START Passage provided

Studies have indicated that early- and mid-successional plants generally suffered from negative to neutral plant–soil feedback. However, the role of such plant–soil feedback during the postglacial primary succession of plants and microorganisms has not been fully understood.

In a study published in Science of The Total Environment, researchers from the Xishuangbanna Tropical Botanical Garden and the Chengdu Institute of Biology of the Chinese Academy of Sciences sought to uncover the drivers of ecosystem succession during glacial retreat based on plant competition, microbial community structure and plant–soil–microbial interactions. They tested whether plant–soil–microbial interactions explain plant primary succession in the Gongga Mountain glacial retreat chronosequence.

To determine how plant–soil–microbial interactions mediate the vegetation dynamics, the researchers treated soils from three stages of primary succession in the Mount Gongga glacial retreat with sterilized soil and living soil as controls, and then planted with combinations of intra- and inter-species competition.

The researchers then used plant biomass to assess inter-plant competitiveness and the effects of habitat legacies. They then measured soil microbial community composition (bacteria and fungi) and mycorrhizal colonization rates to estimate the patterns and drivers of plant–soil–microbial interactions on aboveground plant succession.

END Passage provided
START Dataset content

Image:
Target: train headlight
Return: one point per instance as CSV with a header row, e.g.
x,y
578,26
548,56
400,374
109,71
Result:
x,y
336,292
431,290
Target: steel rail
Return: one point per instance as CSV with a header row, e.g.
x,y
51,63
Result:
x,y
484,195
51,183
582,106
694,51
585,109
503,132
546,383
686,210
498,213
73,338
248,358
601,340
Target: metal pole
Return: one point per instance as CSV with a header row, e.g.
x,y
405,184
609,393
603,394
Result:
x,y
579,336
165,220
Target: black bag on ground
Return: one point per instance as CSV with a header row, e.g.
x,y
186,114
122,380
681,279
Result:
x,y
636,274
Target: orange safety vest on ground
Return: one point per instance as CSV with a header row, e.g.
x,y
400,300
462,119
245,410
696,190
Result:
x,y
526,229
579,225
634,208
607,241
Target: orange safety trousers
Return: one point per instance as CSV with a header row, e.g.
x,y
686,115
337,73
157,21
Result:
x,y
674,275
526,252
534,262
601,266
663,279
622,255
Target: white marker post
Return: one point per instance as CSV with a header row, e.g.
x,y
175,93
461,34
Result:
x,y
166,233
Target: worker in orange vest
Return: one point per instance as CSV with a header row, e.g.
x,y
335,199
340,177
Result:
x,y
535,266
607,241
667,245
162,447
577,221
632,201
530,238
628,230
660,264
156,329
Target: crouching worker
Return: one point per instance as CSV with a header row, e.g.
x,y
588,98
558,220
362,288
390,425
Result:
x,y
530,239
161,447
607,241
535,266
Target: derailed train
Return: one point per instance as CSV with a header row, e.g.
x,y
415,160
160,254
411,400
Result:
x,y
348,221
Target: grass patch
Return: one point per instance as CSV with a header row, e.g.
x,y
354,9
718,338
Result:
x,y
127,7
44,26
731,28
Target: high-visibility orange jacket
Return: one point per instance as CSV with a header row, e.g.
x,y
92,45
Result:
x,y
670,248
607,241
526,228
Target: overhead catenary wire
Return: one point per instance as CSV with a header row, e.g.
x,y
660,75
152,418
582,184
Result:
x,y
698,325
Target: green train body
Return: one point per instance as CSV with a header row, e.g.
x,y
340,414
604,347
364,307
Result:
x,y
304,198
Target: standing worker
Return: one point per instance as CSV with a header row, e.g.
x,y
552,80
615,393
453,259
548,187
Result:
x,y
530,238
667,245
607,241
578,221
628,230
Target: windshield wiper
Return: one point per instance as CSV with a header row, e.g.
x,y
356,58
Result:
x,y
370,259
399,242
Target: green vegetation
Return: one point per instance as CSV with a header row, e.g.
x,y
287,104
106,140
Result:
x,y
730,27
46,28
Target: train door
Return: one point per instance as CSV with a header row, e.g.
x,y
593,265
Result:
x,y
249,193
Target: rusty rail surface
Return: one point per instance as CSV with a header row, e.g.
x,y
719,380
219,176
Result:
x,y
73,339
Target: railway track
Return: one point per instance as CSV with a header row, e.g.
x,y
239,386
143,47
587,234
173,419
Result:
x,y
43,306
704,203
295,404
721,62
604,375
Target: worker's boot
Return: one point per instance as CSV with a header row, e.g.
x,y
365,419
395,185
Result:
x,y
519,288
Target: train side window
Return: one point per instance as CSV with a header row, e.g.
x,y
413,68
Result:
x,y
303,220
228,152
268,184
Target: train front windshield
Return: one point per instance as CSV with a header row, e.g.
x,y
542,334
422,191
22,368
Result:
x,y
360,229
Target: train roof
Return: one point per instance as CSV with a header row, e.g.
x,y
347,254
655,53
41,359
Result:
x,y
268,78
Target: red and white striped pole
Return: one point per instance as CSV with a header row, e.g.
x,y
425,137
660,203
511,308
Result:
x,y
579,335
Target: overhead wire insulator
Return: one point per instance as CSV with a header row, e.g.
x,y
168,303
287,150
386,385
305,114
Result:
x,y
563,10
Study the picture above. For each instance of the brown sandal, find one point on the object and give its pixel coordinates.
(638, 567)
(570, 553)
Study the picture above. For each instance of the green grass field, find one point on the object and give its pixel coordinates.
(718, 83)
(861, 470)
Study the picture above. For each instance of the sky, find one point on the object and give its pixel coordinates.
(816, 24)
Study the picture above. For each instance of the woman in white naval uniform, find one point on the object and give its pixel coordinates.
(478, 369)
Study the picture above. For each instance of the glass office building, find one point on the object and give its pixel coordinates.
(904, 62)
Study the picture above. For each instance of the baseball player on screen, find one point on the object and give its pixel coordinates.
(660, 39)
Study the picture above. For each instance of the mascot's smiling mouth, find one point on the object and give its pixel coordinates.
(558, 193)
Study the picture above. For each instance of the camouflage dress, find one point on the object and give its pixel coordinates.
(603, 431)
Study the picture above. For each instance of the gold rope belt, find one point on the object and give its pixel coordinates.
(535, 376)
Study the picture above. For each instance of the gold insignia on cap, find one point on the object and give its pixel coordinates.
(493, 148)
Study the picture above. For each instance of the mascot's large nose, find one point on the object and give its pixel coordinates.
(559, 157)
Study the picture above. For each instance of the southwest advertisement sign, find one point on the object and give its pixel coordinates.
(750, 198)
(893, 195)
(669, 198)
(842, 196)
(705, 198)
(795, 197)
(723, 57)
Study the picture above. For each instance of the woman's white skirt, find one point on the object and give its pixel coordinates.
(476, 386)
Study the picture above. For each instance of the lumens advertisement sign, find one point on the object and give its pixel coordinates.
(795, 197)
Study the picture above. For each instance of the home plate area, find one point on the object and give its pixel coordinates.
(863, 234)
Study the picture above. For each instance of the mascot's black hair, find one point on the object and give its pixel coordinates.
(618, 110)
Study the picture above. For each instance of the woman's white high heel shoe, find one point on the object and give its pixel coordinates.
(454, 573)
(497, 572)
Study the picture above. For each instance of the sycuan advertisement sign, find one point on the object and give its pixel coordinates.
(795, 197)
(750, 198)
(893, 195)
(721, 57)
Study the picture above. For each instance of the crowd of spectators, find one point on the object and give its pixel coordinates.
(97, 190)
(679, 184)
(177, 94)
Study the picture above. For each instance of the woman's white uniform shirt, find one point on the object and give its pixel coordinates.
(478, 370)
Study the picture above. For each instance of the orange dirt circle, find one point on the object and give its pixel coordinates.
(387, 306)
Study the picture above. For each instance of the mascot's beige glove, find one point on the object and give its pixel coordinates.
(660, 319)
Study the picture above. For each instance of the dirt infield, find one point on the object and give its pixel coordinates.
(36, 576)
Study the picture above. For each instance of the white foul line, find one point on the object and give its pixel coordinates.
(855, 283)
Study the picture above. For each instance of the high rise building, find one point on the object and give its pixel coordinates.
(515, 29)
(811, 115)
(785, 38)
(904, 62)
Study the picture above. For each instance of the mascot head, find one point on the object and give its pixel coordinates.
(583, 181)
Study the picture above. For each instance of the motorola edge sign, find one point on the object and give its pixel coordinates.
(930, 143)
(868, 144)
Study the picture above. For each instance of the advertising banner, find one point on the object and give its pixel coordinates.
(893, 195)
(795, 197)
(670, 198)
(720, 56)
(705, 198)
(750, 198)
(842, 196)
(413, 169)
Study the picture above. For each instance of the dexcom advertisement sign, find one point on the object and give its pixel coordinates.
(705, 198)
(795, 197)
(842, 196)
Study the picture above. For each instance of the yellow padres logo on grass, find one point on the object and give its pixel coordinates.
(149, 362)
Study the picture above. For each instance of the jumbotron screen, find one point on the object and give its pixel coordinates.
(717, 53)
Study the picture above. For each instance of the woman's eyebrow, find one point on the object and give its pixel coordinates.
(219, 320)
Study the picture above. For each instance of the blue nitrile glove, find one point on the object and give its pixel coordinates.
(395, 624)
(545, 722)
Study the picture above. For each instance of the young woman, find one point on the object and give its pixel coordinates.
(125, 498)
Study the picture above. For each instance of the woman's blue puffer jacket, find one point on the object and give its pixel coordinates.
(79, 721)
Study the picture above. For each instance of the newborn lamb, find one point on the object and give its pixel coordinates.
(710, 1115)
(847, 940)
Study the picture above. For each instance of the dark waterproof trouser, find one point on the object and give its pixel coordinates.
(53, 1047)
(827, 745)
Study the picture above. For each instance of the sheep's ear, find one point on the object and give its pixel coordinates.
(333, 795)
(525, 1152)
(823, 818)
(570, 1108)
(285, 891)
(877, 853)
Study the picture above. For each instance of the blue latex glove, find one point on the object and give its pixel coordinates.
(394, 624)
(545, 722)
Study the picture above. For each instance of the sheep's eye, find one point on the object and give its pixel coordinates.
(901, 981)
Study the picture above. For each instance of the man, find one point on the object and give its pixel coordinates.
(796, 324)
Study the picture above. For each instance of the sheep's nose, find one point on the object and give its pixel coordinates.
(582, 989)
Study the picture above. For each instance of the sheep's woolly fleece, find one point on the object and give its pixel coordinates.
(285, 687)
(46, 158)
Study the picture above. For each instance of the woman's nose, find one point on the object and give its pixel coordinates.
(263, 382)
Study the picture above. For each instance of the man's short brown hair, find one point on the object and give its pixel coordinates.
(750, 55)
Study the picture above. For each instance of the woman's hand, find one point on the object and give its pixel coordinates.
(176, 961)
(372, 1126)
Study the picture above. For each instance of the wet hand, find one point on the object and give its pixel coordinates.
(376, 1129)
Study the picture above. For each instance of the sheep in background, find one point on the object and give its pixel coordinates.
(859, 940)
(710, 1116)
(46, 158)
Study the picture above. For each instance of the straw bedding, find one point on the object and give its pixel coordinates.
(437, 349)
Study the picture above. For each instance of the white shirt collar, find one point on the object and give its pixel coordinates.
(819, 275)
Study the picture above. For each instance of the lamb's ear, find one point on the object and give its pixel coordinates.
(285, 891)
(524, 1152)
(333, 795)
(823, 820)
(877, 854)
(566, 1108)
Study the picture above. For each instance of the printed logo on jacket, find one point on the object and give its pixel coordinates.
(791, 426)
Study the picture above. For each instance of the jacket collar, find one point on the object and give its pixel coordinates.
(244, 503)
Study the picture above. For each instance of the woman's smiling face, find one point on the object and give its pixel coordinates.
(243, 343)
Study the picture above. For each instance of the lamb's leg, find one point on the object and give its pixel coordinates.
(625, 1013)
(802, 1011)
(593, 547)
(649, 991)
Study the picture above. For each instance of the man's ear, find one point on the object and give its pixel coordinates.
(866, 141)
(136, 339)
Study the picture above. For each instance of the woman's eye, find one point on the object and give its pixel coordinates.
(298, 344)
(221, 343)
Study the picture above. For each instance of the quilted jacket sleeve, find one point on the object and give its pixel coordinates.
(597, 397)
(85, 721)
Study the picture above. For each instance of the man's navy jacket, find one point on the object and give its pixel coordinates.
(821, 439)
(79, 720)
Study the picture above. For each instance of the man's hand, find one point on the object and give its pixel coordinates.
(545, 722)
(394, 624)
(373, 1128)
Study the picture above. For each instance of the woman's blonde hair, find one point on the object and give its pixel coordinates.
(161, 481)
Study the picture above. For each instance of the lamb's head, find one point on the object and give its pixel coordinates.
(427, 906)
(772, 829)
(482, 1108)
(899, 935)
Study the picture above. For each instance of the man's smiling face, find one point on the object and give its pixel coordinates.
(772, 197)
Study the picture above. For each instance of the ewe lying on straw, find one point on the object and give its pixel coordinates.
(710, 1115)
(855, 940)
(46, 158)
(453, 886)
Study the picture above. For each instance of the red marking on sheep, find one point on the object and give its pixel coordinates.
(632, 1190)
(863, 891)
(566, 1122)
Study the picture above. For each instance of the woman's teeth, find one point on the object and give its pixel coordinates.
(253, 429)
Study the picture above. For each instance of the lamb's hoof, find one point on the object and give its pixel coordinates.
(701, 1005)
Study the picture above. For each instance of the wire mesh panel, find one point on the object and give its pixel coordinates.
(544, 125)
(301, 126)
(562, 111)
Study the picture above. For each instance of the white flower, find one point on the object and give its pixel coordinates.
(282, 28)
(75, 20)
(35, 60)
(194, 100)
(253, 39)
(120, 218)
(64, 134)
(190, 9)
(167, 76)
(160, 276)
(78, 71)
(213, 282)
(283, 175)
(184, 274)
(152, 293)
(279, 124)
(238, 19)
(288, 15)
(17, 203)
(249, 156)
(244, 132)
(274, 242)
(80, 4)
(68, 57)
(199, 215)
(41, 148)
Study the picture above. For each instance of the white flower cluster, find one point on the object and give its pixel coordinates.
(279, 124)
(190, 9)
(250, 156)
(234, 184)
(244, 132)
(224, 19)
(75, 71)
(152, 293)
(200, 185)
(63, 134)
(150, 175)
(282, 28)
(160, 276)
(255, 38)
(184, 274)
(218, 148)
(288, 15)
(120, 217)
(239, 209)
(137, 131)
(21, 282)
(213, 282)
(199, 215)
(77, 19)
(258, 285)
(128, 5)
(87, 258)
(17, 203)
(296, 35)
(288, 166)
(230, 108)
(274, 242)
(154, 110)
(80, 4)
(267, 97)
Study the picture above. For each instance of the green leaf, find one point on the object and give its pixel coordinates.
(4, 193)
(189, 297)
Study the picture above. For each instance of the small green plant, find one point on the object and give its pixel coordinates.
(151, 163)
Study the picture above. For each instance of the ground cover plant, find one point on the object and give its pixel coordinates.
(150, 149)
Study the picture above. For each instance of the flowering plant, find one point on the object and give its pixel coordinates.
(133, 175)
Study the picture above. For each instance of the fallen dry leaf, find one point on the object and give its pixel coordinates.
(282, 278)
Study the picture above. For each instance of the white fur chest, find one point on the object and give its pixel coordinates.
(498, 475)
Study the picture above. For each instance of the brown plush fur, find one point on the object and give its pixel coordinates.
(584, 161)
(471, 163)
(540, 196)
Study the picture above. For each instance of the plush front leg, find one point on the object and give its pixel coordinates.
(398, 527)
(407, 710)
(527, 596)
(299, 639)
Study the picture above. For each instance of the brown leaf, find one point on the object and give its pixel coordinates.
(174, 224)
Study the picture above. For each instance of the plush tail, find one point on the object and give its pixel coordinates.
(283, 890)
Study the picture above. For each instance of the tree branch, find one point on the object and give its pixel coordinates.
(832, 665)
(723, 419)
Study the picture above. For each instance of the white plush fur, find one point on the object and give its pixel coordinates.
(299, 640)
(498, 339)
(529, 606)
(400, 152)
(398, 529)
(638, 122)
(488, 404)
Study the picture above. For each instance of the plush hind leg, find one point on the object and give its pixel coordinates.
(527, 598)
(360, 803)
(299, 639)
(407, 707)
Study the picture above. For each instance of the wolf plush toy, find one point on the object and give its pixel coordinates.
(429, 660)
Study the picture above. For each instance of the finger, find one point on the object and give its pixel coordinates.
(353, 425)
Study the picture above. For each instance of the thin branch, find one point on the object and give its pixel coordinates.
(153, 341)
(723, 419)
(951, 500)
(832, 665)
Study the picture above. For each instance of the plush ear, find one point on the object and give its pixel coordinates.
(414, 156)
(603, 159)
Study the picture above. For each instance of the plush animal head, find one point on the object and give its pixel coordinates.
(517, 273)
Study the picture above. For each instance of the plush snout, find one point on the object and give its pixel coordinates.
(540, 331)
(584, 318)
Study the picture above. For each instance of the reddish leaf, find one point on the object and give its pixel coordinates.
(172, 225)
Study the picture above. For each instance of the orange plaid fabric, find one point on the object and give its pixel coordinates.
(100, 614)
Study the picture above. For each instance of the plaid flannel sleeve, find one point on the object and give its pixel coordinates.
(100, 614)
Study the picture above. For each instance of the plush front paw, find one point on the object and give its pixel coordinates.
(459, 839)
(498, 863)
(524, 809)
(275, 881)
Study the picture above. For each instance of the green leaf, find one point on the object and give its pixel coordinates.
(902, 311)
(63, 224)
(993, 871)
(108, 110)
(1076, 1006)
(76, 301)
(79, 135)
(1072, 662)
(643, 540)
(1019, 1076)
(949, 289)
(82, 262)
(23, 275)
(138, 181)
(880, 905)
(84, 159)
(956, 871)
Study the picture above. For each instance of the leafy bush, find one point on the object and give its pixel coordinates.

END Dataset content

Answer these questions from the passage on glacial retreat succession:
(a) In which journal was the study published?
(b) What did the researchers use as controls when treating the soils?
(c) What did the researchers use to assess inter-plant competitiveness?
The material on this page stands apart from the passage on glacial retreat succession.

Response to the exercise =
(a) Science of The Total Environment
(b) Sterilized soil and living soil
(c) Plant biomass